__What needs to be done__
Carry on the passage below about privilege in South African evidence law, picking up right after its last sentence.

This privilege does not extend to bodily characteristics of accused, which may be obtained under s 37 of CPA:
Ex parte Minister of Justice: in re R v Matemba
Levack v Regional Magistrate, Wynberg

Bail proceedings: accused can decline to answer incriminating questions: court has duty to inform accused of this right: s 60 (11B)(c) of CPA. What is the position if accused is not expressly informed of this right, and incriminates himself during bail proceedings? Best view appears to be that such evidence would not be automatically excluded: Du Toit et al: commentary on s 60 (11B)(c): Why exclude if it is clear that accused understood the position perfectly? Makes sense especially in the case of accuseds who already know of this right, or are well versed in the law.

During trial stage:

•	Accused can but is not obliged to give plea explanation: s 115 of CPA
•	Accused not obliged to testify, although failure to testify comes with attendant risks and disadvantages: S v Boesak. Court might have to decide the matter on only one side’s version of events.
•	If accused does elect to testify, cannot refuse to answer relevant and otherwise admissible questions.

==== Civil proceedings ====
In civil proceedings, the witness has a wider protection by virtue of privilege than in criminal cases. He can refuse to answer questions which would incriminate, or would expose him to “penalties or forfeiture.”
Under section 14 mere exposure to a civil claim is insufficient to raise privilege. “Penalties or forfeiture” means something other than mere civil liability. For example, you would incur a penalty in the running of your business, or be forced to forfeit your passport. But mere civil liability or indebtedness is not covered by the privilege.

=== Legal professional privilege ===
Most South African writers and cases treat this as one branch of privilege. Zeffertt et al., in Chapter 17 of their book, treat it as two separate branches. This article treats it as one branch with different rules for different situations.

Legal professional privilege applies to both criminal and civil cases.

The basic rule is that communications between a lawyer and a client may not be disclosed without the client’s consent. The communications “belong” to the client, not to the lawyer. It is the client’s choice to consent to or refuse their disclosure.

The rationale for this privilege is that society sees the need for lawyers to help resolve civil and criminal disputes. Lawyers could not do their work properly if there were a danger that they could be forced to disclose communications with their clients.

This is a fundamental right of procedural justice. It existed even before advent of the constitutional dispensation in South Africa, but it has even greater importance in that context.

The following are a few of the requirements for legal professional privilege to operate:

- The person to whom the communication is made must be a legal adviser. To seek legal advice from a non-lawyer is therefore not a good idea if privilege is an important consideration.
- The legal adviser must be acting in his professional capacity a such. That something is said to a lawyer does not automatically make it privileged information; it must have been said to a lawyer acting as a lawyer. Whether or not a lawyer was acting in professional capacity depends on the facts of each case. In S v Kearney, where Kearney was charged with various white-collar crimes, involving business that had gone sour. Much money was lost, leading to his prosecution. Prior to the trial, there arose and was heard a civil dispute on a similar set of facts, during which Kearney was called as a witness by one of the parties. During preparation for him to give evidence, he had a consultation with legal counsel, and said certain things relevant to the criminal matter. The legal counsel was subsequently called during the criminal trial. Kearney objected to this, but the court said there was nothing amiss, since the legal counsel in question was not Kearney's legal counsel.

__Data listing__
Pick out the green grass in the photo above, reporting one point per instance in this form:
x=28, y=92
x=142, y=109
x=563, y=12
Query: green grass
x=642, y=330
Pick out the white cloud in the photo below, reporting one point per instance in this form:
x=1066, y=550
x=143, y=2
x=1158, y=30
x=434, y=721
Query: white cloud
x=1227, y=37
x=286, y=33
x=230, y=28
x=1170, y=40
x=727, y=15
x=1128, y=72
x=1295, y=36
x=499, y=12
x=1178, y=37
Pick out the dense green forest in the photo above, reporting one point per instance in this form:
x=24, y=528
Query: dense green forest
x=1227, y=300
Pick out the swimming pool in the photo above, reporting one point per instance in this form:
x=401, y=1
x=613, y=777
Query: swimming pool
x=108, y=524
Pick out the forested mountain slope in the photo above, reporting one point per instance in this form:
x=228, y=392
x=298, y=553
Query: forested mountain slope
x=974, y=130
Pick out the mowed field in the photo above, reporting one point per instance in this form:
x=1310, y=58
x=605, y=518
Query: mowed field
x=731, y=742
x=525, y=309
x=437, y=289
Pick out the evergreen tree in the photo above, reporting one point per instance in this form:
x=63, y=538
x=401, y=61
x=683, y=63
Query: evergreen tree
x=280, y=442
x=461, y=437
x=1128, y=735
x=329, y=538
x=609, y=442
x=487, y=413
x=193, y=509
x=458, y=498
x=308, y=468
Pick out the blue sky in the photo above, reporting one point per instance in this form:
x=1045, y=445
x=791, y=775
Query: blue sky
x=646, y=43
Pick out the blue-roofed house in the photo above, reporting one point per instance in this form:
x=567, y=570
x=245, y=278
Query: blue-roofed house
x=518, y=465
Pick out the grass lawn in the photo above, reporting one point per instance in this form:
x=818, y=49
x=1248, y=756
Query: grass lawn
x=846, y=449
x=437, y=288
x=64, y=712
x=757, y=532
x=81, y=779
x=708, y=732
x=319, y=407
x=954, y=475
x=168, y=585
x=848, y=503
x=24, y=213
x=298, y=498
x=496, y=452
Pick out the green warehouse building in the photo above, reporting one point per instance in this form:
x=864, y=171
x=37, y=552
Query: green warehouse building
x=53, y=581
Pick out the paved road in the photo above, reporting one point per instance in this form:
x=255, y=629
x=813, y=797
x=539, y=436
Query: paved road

__Final result__
- The communication must have been made in confidence. If you shout out the information at top of your voice to your lawyer, such that everyone hears it, you cannot realistically claim privilege. Much the same applies if a police officer is present during the communication between lawyer and client.
- The communication must have been made either for the purpose of obtaining professional legal advice, or for the purpose of pending litigation.

Payment or non-payment of fees to legal counsel is not automatically decisive. The situation appears to cover communications to salaried legal advisers.

Whether or not the communication was made in confidence depends on the facts of each case. Whether or not it was made for the purpose of legal advice, again, depends on facts of each case.

There will be no privilege if the statement made for the purpose of furthering some criminal plan. In Harksen v Attorney-General, Cape, Harksen had sought advice from a lawyer so as to further a criminal plan, asking the lawyer for the best way to avoid detection or prosecution. It need not be the case that the lawyer is complicit, or aware of the purposes to which his advice was to be put.

The privilege belongs to the client, not to the legal adviser, although the legal adviser would usually raise privilege in the first place.

The privilege falls away if there is waiver, express or implied or imputed, by the client. The legal adviser in that case must give the evidence, since his client has consented to its disclosure. S v Tandwa is an important case on the imputed variety. Tandwa was one of a number of accused charged with a big bank robbery. Tandwa was the bank manager, and it was contended that he was complicit. Tandwa chose not to give evidence at the trial, and was convicted. On appeal, he claimed that the trial had been vitiated by irregularity: Counsel had closed the case without allowing him to give evidence, which would have been a gross dereliction of duty on part of counsel. Counsel said that this was not so, but Tandwa contended that counsel was not allowed to say that, owing to privilege. Judge Edwin Cameron told Tandwa that he was not permitted to have it both ways, for policy reasons. It had therefore been imputed that Tandwa had waived his privilege.

Privilege attaches not just to communications with legal advisers, but also to communications with the employees of legal advisers, like clerks, secretaries and interpreters. In S v Mushimba, such an employee had been passing on privileged information to the police. After a conviction, this came to notice of the Appellate Division, which set aside the conviction on the basis of gross irregularity.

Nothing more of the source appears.